DATA SUPPLIED:
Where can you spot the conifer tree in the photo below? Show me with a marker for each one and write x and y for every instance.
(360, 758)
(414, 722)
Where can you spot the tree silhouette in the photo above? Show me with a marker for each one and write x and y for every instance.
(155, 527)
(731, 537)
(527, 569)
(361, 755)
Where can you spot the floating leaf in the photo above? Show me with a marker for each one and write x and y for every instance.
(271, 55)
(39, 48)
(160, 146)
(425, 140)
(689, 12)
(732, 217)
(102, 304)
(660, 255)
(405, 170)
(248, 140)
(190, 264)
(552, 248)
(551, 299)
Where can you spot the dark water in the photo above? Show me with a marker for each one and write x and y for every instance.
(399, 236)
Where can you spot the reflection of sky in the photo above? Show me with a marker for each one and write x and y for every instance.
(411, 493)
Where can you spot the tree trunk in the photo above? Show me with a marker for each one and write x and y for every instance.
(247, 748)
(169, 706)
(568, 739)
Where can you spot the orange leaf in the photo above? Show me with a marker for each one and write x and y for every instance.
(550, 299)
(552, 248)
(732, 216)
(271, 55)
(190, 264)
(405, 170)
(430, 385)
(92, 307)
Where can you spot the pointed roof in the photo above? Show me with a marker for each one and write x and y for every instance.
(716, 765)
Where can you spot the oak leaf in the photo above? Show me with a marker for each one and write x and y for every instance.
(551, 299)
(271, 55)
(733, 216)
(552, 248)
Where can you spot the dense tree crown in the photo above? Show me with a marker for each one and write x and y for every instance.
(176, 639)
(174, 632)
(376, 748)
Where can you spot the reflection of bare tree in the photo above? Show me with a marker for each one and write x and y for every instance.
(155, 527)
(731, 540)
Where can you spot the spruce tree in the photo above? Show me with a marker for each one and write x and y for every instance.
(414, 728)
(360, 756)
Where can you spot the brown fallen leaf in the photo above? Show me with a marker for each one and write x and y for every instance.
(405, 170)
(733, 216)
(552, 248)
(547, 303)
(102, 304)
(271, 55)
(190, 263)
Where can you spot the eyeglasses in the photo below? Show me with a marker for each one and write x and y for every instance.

DIRECTIONS: Rewrite every line of the data above, from the line containing "Where can you spot the reflection of sky" through the end of the data, and add 59 to both the x and y values of each coordinate pair in the answers.

ANSWER BELOW:
Where can you spot the reflection of sky in the photo above? Show me with a marker for each one and write x and y for every instance.
(470, 552)
Where can you spot the tree trunk in the photo above? Show me with a marker for each one and write x and y for every instance.
(306, 807)
(228, 765)
(627, 798)
Where can you spot the orange leaf in the photo above? Show me with a marker for each one and write x and y for every instance.
(609, 358)
(611, 307)
(791, 275)
(330, 114)
(249, 323)
(464, 229)
(489, 444)
(151, 366)
Where can you spot the pointed roof in the photo above? Show me with a marker for each one and write x and y for every instance.
(775, 824)
Where can you spot the oak leaf in the photo above? Show me with a marker for each one and write x and y for every instance.
(610, 358)
(330, 114)
(792, 275)
(611, 307)
Where can you spot the dense tree crown in the photo above? Show me with a marker for each one and write x and y for every instance.
(235, 698)
(233, 691)
(435, 807)
Where can you spot the reflection of bare tree in the photo above? Show me with a marker for each one and write x and y for every instance.
(214, 586)
(790, 599)
Where can you spot the spruce tree in the photo above? Show me with a marker for each one and write x and y for every instance.
(473, 787)
(419, 815)
Where can you spot the brown fallen leaf in the photo above? Show me with a marker for each one and write x and y for every instance.
(464, 229)
(792, 275)
(611, 307)
(606, 362)
(161, 363)
(330, 114)
(249, 322)
Where can you spot the eyeglasses in the photo below? Show me with a marker for each one and write x and y for every instance.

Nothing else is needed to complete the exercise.